Work instruction: Give the number of lines in the listing that hold the word "leafy". Write nothing but that number.

Task data:
===
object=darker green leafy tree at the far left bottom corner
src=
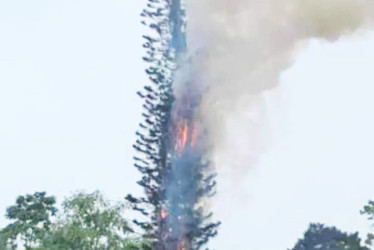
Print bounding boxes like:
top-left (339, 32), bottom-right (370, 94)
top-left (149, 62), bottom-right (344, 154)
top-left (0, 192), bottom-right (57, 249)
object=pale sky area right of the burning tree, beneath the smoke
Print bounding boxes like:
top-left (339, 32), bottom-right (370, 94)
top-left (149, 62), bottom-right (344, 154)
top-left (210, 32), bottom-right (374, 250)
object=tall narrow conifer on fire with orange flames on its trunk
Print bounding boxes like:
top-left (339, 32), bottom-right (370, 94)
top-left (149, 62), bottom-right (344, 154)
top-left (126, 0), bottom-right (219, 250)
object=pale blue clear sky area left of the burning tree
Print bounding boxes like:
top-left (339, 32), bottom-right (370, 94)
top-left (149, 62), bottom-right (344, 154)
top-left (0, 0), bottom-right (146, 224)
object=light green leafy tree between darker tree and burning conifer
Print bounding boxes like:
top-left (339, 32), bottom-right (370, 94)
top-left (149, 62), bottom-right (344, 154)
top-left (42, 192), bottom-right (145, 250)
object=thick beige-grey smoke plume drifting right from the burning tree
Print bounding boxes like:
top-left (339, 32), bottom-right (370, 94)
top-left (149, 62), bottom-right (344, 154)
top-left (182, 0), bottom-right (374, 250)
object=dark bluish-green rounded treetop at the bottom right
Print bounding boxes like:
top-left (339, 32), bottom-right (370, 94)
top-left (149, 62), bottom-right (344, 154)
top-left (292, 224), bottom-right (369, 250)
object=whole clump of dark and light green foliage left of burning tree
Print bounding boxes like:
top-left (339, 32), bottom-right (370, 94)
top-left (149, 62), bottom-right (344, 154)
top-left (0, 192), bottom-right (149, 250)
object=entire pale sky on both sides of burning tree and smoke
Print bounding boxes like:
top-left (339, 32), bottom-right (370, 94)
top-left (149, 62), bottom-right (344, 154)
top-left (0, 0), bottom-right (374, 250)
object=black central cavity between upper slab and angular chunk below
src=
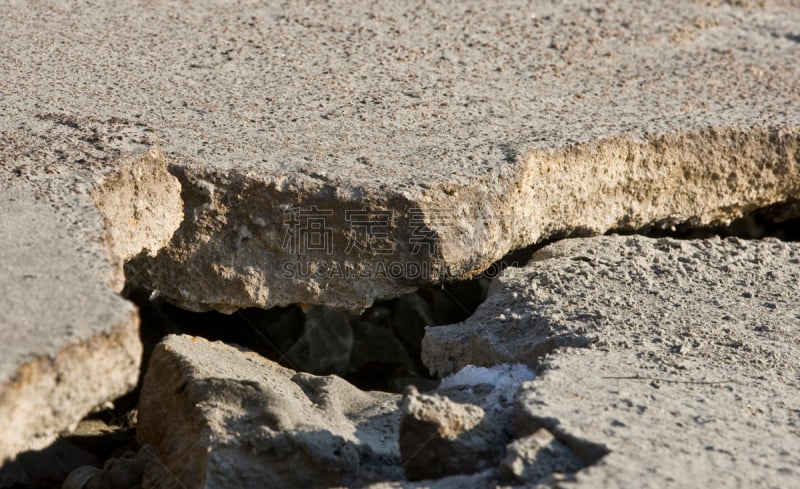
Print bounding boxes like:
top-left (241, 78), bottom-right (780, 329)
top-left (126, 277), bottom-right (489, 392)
===
Result of this exercise: 2